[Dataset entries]
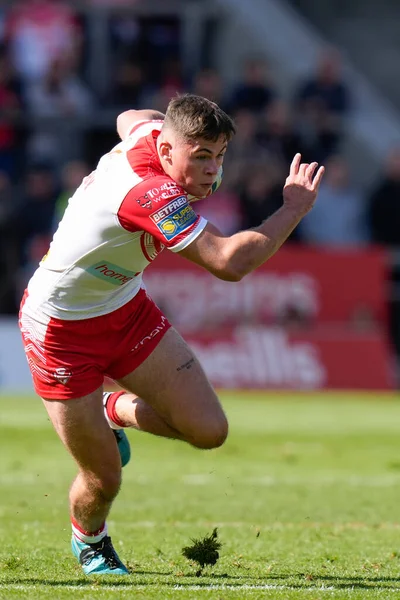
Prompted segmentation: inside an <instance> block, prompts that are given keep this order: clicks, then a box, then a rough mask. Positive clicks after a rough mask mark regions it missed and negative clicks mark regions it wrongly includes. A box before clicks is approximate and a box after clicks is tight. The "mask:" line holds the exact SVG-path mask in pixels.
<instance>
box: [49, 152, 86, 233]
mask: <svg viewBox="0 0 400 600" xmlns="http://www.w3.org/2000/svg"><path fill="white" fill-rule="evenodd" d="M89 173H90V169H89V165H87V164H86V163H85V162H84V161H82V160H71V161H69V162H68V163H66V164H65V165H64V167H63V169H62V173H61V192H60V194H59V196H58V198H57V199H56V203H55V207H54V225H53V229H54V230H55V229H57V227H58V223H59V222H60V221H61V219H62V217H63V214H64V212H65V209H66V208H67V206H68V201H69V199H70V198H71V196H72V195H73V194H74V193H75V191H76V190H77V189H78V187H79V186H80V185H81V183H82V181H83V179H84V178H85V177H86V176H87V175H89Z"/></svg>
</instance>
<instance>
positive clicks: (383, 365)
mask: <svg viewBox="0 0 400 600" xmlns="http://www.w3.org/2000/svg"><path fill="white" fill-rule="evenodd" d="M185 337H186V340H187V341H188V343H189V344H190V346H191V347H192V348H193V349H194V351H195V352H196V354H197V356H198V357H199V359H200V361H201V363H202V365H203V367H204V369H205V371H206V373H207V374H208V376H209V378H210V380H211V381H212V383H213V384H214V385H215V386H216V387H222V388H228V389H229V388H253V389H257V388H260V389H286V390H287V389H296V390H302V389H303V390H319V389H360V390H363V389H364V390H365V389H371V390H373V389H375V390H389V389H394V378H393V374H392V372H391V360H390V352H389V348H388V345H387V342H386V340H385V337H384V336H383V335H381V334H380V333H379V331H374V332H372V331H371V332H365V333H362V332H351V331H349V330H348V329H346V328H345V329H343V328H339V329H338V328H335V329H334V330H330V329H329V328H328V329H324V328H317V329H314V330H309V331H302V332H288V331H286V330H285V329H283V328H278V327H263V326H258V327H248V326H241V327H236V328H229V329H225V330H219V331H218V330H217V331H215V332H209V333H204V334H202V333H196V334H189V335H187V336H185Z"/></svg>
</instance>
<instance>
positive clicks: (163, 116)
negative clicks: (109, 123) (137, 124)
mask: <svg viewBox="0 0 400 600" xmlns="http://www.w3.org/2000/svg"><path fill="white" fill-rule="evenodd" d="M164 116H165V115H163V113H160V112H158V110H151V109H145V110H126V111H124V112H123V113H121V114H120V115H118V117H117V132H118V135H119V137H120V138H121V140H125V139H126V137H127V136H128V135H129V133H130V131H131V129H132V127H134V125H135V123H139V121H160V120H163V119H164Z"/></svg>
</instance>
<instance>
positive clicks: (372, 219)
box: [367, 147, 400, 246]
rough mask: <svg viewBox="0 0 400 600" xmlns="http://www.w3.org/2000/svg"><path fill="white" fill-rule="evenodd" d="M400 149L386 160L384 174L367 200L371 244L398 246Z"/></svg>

# EXERCISE
Leave the pictures out and print the records above exactly as they stand.

# SOLUTION TO THE PROBLEM
Prompted segmentation: inside an <instance> block, prompts that are given keep this order: clicks, then a box, then a rough mask. Positive clicks after a rough mask mark regions it missed and negative clicks mark regions it wrongly includes. A box before clicks is approximate and a box after clicks is tight. The "mask:" line holds the exact SVG-path mask in pixels.
<instance>
box: [49, 152, 86, 233]
mask: <svg viewBox="0 0 400 600" xmlns="http://www.w3.org/2000/svg"><path fill="white" fill-rule="evenodd" d="M89 173H90V169H89V165H87V164H86V163H85V162H84V161H82V160H71V161H69V162H68V163H66V164H65V165H64V167H63V169H62V173H61V192H60V194H59V196H58V198H57V199H56V203H55V207H54V225H53V229H54V230H55V229H57V227H58V223H59V222H60V221H61V219H62V217H63V214H64V212H65V209H66V208H67V206H68V201H69V199H70V198H71V196H72V195H73V194H74V193H75V191H76V190H77V189H78V187H79V186H80V185H81V183H82V181H83V179H84V178H85V177H86V176H87V175H89Z"/></svg>
</instance>
<instance>
positive clicks: (383, 365)
mask: <svg viewBox="0 0 400 600" xmlns="http://www.w3.org/2000/svg"><path fill="white" fill-rule="evenodd" d="M185 337H186V340H187V341H188V343H189V344H190V346H191V347H192V348H193V349H194V351H195V352H196V354H197V356H198V357H199V359H200V361H201V363H202V365H203V367H204V369H205V371H206V373H207V374H208V376H209V378H210V380H211V381H212V383H213V384H214V385H215V386H216V387H222V388H228V389H229V388H253V389H257V388H260V389H286V390H287V389H296V390H302V389H303V390H319V389H360V390H363V389H364V390H365V389H371V390H373V389H375V390H389V389H394V378H393V374H392V372H391V360H390V352H389V348H388V345H387V342H386V340H385V337H384V336H383V335H381V334H380V333H379V331H374V332H372V331H371V332H365V333H362V332H351V331H349V330H348V329H346V328H345V329H343V328H339V329H338V328H335V329H334V330H330V329H329V328H328V329H324V328H317V329H314V330H309V331H302V332H288V331H286V330H285V329H283V328H278V327H263V326H258V327H248V326H241V327H236V328H229V329H225V330H219V331H218V330H217V331H215V332H209V333H204V334H202V333H196V334H189V335H187V336H185Z"/></svg>
</instance>
<instance>
positive clicks: (163, 116)
negative clicks: (109, 123) (137, 124)
mask: <svg viewBox="0 0 400 600" xmlns="http://www.w3.org/2000/svg"><path fill="white" fill-rule="evenodd" d="M164 116H165V115H163V113H160V112H158V110H151V109H145V110H126V111H124V112H123V113H121V114H120V115H118V117H117V132H118V135H119V137H120V138H121V140H125V139H126V137H127V136H128V135H129V133H130V131H131V129H132V127H134V125H135V123H139V121H160V120H163V119H164Z"/></svg>
</instance>
<instance>
positive clicks: (372, 219)
box: [367, 147, 400, 246]
rough mask: <svg viewBox="0 0 400 600" xmlns="http://www.w3.org/2000/svg"><path fill="white" fill-rule="evenodd" d="M400 149L386 160L384 174L367 200L371 244L398 246Z"/></svg>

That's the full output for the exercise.